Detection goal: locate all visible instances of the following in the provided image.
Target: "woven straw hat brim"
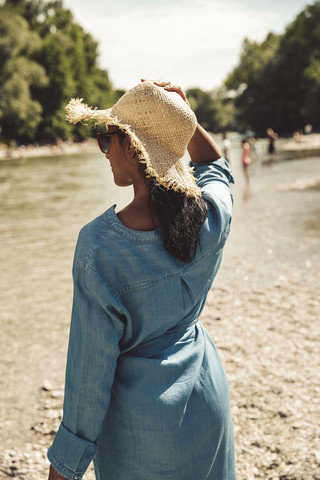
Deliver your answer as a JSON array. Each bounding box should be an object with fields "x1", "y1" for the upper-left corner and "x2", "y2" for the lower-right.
[{"x1": 65, "y1": 88, "x2": 201, "y2": 197}]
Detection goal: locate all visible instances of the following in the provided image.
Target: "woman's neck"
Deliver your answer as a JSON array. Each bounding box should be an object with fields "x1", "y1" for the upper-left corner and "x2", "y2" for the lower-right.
[{"x1": 118, "y1": 188, "x2": 160, "y2": 231}]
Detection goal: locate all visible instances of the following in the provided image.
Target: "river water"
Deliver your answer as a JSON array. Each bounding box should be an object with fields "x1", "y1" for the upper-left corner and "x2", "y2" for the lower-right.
[{"x1": 0, "y1": 140, "x2": 319, "y2": 450}]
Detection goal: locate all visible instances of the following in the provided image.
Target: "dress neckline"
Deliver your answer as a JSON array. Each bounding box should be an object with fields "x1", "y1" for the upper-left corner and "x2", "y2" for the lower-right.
[{"x1": 104, "y1": 205, "x2": 163, "y2": 243}]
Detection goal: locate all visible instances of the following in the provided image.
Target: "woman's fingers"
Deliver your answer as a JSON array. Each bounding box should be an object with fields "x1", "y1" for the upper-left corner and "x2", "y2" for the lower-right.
[
  {"x1": 164, "y1": 86, "x2": 190, "y2": 106},
  {"x1": 141, "y1": 78, "x2": 171, "y2": 87},
  {"x1": 140, "y1": 79, "x2": 190, "y2": 105},
  {"x1": 164, "y1": 85, "x2": 187, "y2": 100}
]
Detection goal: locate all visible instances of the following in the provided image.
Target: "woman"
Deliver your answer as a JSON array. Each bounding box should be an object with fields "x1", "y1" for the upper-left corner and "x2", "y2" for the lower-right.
[{"x1": 47, "y1": 80, "x2": 236, "y2": 480}]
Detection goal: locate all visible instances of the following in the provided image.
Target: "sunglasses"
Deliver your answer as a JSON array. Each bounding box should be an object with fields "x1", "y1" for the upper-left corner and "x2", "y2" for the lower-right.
[{"x1": 97, "y1": 132, "x2": 120, "y2": 155}]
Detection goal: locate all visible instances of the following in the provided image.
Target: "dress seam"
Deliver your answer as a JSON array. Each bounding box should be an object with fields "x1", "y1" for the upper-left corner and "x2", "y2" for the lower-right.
[{"x1": 79, "y1": 238, "x2": 224, "y2": 297}]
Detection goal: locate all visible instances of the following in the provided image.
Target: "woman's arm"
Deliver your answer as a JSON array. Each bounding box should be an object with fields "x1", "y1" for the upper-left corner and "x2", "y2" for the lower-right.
[
  {"x1": 187, "y1": 124, "x2": 222, "y2": 164},
  {"x1": 48, "y1": 464, "x2": 67, "y2": 480},
  {"x1": 47, "y1": 258, "x2": 125, "y2": 480}
]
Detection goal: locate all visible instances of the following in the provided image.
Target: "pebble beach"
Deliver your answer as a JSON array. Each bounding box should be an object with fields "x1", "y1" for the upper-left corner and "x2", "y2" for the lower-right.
[{"x1": 0, "y1": 138, "x2": 319, "y2": 479}]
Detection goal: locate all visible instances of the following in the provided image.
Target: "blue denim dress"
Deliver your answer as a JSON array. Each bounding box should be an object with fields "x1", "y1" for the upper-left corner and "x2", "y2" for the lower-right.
[{"x1": 48, "y1": 158, "x2": 236, "y2": 480}]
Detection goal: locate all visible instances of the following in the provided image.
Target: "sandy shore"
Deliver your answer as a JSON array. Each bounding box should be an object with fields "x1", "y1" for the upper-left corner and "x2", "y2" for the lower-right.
[
  {"x1": 0, "y1": 150, "x2": 319, "y2": 479},
  {"x1": 281, "y1": 133, "x2": 320, "y2": 152},
  {"x1": 0, "y1": 139, "x2": 97, "y2": 161}
]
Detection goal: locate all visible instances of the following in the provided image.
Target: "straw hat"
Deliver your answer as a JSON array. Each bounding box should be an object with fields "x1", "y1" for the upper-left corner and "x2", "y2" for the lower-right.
[{"x1": 65, "y1": 81, "x2": 201, "y2": 197}]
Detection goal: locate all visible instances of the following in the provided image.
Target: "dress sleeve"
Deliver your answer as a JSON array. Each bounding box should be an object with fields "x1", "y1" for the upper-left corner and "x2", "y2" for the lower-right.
[
  {"x1": 190, "y1": 157, "x2": 234, "y2": 239},
  {"x1": 47, "y1": 260, "x2": 126, "y2": 480}
]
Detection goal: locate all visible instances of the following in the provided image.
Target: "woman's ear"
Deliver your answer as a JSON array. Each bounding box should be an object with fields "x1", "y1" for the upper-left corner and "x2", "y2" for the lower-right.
[{"x1": 126, "y1": 138, "x2": 138, "y2": 162}]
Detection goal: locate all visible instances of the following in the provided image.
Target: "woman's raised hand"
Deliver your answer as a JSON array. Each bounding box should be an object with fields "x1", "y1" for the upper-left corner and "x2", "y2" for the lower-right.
[{"x1": 140, "y1": 79, "x2": 190, "y2": 106}]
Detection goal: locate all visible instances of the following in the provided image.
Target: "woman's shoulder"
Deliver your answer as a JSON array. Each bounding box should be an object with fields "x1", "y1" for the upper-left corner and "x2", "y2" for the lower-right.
[
  {"x1": 79, "y1": 207, "x2": 111, "y2": 237},
  {"x1": 74, "y1": 207, "x2": 117, "y2": 262},
  {"x1": 74, "y1": 205, "x2": 162, "y2": 269}
]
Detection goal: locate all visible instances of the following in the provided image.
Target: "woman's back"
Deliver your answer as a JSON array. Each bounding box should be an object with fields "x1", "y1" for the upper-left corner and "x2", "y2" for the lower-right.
[{"x1": 73, "y1": 159, "x2": 232, "y2": 349}]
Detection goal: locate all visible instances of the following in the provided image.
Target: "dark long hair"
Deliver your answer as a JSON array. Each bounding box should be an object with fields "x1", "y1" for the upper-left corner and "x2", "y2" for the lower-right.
[
  {"x1": 118, "y1": 130, "x2": 208, "y2": 262},
  {"x1": 148, "y1": 177, "x2": 208, "y2": 262}
]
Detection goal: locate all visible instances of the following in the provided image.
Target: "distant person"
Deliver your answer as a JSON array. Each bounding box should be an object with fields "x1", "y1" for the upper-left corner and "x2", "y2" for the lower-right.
[
  {"x1": 266, "y1": 127, "x2": 278, "y2": 161},
  {"x1": 304, "y1": 124, "x2": 312, "y2": 135},
  {"x1": 47, "y1": 80, "x2": 236, "y2": 480},
  {"x1": 293, "y1": 130, "x2": 303, "y2": 143},
  {"x1": 241, "y1": 138, "x2": 252, "y2": 185},
  {"x1": 222, "y1": 132, "x2": 231, "y2": 162}
]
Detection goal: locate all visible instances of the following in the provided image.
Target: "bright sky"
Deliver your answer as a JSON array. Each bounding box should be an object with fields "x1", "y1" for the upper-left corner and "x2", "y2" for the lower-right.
[{"x1": 63, "y1": 0, "x2": 310, "y2": 91}]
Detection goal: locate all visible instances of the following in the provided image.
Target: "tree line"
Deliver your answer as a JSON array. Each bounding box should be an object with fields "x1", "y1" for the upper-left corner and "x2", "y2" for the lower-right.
[
  {"x1": 188, "y1": 1, "x2": 320, "y2": 137},
  {"x1": 0, "y1": 0, "x2": 124, "y2": 144},
  {"x1": 0, "y1": 0, "x2": 319, "y2": 144}
]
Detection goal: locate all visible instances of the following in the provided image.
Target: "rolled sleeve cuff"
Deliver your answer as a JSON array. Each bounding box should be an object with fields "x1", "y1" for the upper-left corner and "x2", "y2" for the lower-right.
[{"x1": 47, "y1": 423, "x2": 97, "y2": 480}]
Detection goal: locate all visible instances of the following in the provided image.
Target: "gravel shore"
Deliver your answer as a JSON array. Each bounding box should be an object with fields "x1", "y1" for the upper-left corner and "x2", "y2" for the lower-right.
[{"x1": 1, "y1": 151, "x2": 319, "y2": 480}]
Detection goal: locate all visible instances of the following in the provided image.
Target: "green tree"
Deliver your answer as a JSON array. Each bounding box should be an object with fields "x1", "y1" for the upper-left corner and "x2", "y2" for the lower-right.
[
  {"x1": 186, "y1": 87, "x2": 236, "y2": 133},
  {"x1": 31, "y1": 1, "x2": 117, "y2": 141},
  {"x1": 1, "y1": 0, "x2": 119, "y2": 143},
  {"x1": 0, "y1": 8, "x2": 48, "y2": 142},
  {"x1": 35, "y1": 32, "x2": 76, "y2": 141},
  {"x1": 224, "y1": 2, "x2": 320, "y2": 135},
  {"x1": 225, "y1": 33, "x2": 281, "y2": 135},
  {"x1": 302, "y1": 57, "x2": 320, "y2": 126},
  {"x1": 274, "y1": 1, "x2": 320, "y2": 132},
  {"x1": 209, "y1": 87, "x2": 236, "y2": 132},
  {"x1": 187, "y1": 88, "x2": 217, "y2": 131}
]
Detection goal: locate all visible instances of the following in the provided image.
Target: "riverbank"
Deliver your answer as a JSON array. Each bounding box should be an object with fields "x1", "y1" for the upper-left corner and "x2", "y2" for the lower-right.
[
  {"x1": 0, "y1": 139, "x2": 97, "y2": 161},
  {"x1": 282, "y1": 132, "x2": 320, "y2": 151},
  {"x1": 1, "y1": 133, "x2": 320, "y2": 162},
  {"x1": 277, "y1": 133, "x2": 320, "y2": 160}
]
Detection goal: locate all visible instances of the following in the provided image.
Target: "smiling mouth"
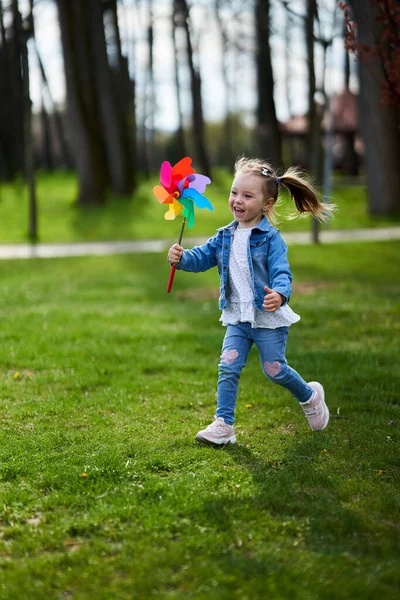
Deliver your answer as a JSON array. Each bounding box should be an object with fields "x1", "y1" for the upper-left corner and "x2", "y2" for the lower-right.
[{"x1": 234, "y1": 207, "x2": 245, "y2": 214}]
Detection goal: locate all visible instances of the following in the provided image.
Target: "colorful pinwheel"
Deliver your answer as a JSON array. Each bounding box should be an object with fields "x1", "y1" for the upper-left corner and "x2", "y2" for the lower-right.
[{"x1": 153, "y1": 157, "x2": 213, "y2": 292}]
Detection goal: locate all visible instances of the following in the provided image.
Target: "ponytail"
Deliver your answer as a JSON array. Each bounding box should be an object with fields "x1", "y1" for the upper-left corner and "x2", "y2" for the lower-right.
[
  {"x1": 234, "y1": 156, "x2": 335, "y2": 223},
  {"x1": 279, "y1": 166, "x2": 334, "y2": 222}
]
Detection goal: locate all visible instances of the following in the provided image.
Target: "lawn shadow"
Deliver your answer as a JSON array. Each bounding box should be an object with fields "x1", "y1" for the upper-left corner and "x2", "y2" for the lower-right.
[{"x1": 190, "y1": 437, "x2": 384, "y2": 578}]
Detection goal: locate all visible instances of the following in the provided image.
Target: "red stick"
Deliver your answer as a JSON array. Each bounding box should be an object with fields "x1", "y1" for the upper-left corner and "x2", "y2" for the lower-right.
[
  {"x1": 166, "y1": 265, "x2": 177, "y2": 293},
  {"x1": 167, "y1": 217, "x2": 187, "y2": 294}
]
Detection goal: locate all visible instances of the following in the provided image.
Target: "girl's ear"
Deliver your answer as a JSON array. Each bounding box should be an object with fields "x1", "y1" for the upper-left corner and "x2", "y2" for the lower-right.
[{"x1": 263, "y1": 198, "x2": 274, "y2": 211}]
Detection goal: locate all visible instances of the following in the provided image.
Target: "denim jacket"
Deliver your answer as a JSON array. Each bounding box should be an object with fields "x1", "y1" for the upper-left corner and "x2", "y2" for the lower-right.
= = = = =
§ Exercise aim
If a line in the records above holds the string "sleeve", copy it.

§ Output of the exercise
Target: "dress sleeve"
Target: "rolled sleeve cuff"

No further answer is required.